PROBLEM TO WORK ON:
Rewrite the items from their start through the line containing "box: [0, 15, 55, 34]", changing "negative clicks" to "negative points" and keeping everything else the same.

DATA EXTRACTS:
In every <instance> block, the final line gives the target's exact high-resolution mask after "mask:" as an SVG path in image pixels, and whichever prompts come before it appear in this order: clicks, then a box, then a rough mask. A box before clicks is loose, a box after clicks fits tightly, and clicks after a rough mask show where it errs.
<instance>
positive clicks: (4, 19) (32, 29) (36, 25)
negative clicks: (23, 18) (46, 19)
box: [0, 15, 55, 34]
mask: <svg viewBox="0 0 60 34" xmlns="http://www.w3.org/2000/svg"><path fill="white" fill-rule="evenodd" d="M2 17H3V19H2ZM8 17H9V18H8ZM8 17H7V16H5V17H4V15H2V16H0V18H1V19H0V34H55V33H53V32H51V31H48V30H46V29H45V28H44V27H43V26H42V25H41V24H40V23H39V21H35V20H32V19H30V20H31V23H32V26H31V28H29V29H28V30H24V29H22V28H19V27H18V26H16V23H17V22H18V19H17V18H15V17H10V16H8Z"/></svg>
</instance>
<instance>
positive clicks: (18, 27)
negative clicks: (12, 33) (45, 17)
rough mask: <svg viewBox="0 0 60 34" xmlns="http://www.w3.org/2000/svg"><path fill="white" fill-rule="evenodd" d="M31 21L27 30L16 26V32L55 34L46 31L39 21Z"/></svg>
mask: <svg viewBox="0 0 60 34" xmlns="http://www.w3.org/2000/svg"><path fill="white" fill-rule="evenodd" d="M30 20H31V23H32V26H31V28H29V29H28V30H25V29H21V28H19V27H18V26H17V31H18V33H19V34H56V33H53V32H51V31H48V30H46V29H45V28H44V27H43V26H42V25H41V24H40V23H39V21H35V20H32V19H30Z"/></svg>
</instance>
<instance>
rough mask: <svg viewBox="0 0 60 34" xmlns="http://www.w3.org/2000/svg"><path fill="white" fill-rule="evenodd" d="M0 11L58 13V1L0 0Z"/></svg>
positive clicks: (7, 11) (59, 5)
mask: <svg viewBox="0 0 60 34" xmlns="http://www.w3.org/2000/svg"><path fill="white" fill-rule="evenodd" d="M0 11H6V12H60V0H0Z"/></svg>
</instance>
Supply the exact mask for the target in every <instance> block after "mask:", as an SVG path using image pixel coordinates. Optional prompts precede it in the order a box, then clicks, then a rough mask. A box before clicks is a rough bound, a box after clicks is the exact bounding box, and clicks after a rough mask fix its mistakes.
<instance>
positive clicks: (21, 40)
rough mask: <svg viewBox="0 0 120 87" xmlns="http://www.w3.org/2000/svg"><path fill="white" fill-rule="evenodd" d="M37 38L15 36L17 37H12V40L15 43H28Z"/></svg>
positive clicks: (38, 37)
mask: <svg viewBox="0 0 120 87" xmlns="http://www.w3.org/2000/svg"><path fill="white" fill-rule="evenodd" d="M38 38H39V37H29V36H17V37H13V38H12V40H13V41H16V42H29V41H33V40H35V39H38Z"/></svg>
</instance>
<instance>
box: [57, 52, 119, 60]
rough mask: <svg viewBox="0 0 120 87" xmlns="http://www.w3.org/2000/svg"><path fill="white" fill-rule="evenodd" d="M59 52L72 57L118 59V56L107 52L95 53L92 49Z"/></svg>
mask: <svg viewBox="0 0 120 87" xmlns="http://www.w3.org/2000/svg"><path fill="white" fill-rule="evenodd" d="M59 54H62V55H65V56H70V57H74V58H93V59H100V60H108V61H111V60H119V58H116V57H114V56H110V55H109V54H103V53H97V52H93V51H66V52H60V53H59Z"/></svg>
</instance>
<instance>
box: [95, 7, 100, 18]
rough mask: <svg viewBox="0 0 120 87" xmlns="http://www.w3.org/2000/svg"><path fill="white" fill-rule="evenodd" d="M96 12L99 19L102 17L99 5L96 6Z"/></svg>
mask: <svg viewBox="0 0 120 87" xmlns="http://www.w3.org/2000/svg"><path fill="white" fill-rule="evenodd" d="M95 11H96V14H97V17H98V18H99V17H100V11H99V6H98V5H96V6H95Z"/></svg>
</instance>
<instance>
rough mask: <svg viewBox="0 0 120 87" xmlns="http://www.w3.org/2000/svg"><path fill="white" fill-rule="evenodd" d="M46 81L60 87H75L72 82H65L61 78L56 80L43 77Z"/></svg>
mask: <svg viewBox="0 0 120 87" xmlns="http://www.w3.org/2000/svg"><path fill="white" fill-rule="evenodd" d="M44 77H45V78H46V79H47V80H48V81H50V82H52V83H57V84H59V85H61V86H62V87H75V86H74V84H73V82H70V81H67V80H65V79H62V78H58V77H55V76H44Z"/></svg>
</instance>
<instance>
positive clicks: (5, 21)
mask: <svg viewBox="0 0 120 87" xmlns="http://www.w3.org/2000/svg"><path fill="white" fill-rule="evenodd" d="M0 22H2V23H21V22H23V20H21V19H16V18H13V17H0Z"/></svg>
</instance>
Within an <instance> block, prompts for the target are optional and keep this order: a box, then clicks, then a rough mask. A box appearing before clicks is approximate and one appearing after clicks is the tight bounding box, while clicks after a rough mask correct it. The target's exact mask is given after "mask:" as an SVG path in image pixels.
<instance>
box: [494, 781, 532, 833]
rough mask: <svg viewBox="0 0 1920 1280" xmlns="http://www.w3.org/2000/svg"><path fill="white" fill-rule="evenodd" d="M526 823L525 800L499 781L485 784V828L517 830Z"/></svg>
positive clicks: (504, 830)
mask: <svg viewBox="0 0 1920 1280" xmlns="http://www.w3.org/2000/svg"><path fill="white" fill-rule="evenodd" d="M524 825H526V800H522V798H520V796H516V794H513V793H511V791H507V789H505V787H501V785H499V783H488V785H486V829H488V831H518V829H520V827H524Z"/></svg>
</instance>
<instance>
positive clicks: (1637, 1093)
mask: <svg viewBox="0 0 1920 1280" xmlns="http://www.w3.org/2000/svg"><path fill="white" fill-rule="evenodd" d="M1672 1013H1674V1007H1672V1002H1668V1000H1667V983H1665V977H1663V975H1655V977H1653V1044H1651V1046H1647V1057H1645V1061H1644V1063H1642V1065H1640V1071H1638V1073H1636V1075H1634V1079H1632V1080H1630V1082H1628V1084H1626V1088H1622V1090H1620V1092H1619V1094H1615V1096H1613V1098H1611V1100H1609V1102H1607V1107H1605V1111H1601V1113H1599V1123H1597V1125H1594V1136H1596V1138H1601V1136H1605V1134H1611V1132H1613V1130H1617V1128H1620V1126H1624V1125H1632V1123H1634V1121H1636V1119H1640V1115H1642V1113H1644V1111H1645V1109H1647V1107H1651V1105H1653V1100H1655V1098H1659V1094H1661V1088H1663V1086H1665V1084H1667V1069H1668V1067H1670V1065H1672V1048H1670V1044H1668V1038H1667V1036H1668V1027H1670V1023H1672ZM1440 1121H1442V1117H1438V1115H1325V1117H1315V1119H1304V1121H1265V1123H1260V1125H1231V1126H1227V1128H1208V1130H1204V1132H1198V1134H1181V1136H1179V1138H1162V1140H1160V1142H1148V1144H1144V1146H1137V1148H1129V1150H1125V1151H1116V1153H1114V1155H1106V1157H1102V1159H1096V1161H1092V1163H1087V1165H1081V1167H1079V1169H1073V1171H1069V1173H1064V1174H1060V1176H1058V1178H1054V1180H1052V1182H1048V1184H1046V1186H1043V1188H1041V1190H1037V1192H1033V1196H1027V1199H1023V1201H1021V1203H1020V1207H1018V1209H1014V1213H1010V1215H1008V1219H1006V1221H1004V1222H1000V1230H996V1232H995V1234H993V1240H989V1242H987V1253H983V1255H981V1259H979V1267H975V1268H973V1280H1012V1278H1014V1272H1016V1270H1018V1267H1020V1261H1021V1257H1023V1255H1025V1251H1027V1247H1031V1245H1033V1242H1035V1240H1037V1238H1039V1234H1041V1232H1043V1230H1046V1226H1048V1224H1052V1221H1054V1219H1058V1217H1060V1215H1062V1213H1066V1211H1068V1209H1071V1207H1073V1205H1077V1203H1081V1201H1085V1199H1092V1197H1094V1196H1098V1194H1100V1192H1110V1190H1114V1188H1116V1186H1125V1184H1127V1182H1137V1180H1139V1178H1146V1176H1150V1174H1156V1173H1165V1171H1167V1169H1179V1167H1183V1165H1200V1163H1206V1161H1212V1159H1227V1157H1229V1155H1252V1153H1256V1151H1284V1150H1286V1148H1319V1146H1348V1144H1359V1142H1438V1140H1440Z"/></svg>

TASK SOLUTION:
In every <instance> block, the final line gives the target's exact high-resolution mask after "mask:" as an SVG path in image pixels, and whichever prompts come before it appear in this order: clicks, then a box, then a rough mask. A box before clicks is loose, a box after clicks fits tightly, and clicks after a rough mask show where it errs.
<instance>
positive clicks: (4, 19) (32, 29) (36, 25)
negative points: (23, 18) (46, 19)
box: [0, 15, 55, 34]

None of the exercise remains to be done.